PASSAGE
-- START --

Premier Grand Dinner in the Vineyards | Restaurant Lalique, Sauternais, France

By Sophie Gayot

Fly away to Restaurant Lalique

Lieu-Dit-Peyraguey, Bommes, France, November 2023

Restaurant Lalique is part of GAYOT’s 2023 Restaurant Awards, Memorable Dinners of 2023

• GAYOT’s Rating: 18/20
• Cuisine: French
• Open: Lunch & Dinner Thurs.-Mon.

Photo ©

Château Lafaurie-Peyraguey
+33 (0)5 24 22 80 11 | View Website
GPS: Latitude 44.549573 | Longitude: -0.338376

The Heavy Weight of History

Château Lafaurie-Peyraguey, where Restaurant Lalique is nestled, has an intriguing history that can be traced to the Middle Ages in the thirteenth century. Some wood from the roof dates back to 1431. The first vines were planted in 1618 by the Peyraguey family. In 1682, Messire de Tuquoy, Seigneur de Montaut, a priest, bought the domain. He built his own chapel. In 1709, Messire Pierre de Pichard, an influential noble, took over — here were his titles: Seigneur Baron de Saucats; Barp-Toulousette, Poy, Patin, Miremont and Montaut; Seigneur Haut Justicier and Conseiller du Roi au Parlement de Bordeaux. After his passing, his son Baron Nicolas Pierre de Pichard, Conseiller du Roi and president of the Bordeaux Parlement, ruled. He also owned Château Lafite from 1786 to 1794. He reduced the size of the vineyard to privilege the quality over quantity. In 1787, while in Bordeaux, Thomas Jefferson bought a few bottles, and later ordered 85 cases of 12 bottles. The Baron Nicolas Pierre de Pichard was guillotined in 1794, Place de la Concorde in Paris (ah, these French…).

In 1796, Pierre Lafaurie purchased the property at an auction. That is when the Château got its present name. His son, also named Pierre, took the reins in 1836. Thanks to his efforts, Château Lafaurie-Peyraguey was listed as number 3 in the still current “Classification officielle des vins de Bordeaux de 1855” (see below). King Alfonso XII of Spain became a famous customer. In 1865, the owner of Château Lagrange, Comte Duchâtel, former Ministre de l’Intérieur and Ministre des Finances, modernized the technical installations and renovated the Château in a Spanish-Byzantine style.

In 1917, Désiré Cordier added Château Lafaurie-Peyraguey to his other properties Château Talbot, Château Gruaud-Larose and Château Meyney. Then a French conglomerate was in charge until 2014, when Swiss businessman Silvio Denz, the owner of Lalique, one of the world’s most renowned makers of artistic glass objects, put his hands on the eighteen hectares of premier land of the most famous vin liquoreux territory that is Sauternes. Let me not forget to mention that Denz’s portfolio includes Château Faugères and Château Péby-Faugères, both Grands Crus Classés Saint-Émilion, and Domain Montepeloso in Tuscany.

-- END --

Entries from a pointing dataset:

-- START --

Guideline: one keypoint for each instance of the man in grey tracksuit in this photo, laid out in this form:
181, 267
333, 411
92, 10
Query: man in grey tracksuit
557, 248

-- END --

AIM
Continue the article about the history of Château Lafaurie-Peyraguey and Restaurant Lalique, picking up right after its last sentence.

EXERCISE RESPONSE
The Lalique Era

Photo ©

Silvio Denz is a visionary and has infused his sense of entrepreneurship at Château Lafaurie-Peyraguey. To celebrate the 400 years of the domain, in 2018, a brand new hotel and a restaurant became part of the landscape. As being the owner of Lalique, he named them Hôtel & Restaurant Lalique.

But bearing the name left by René Lalique comes with a legacy, a legacy of art de vivre, elegance and luxury. In his time, starting in 1888, René Lalique was a jewelry designer, quite avant-gardiste, mixing semi-precious stones with glass, enamel, nacre and leather. The famous French verrier, Émile Gallé, bestowed upon him the title of “Inventor of the modern jewel.” During the 1900 Universal Exposition, Lalique was considered as an Art Nouveau master. More projects (among them perfume bottles), more distinctions led him to design the interior of the first-class dining room of the Normandy cruise ship (1936) in the Art Déco style, and the fountains that are the beginning of the most beautiful avenue in the world, Les Champs-Élysées, at the Rond-Point. After his death in 1945, his son, Marc, embarked the company to a somewhat different path with crystal creations. Crystal from Lalique is not your usual crystal. It has texture and can be polished, or depolished, and brilliant or frosted. It has its very own distinctive signature and identity.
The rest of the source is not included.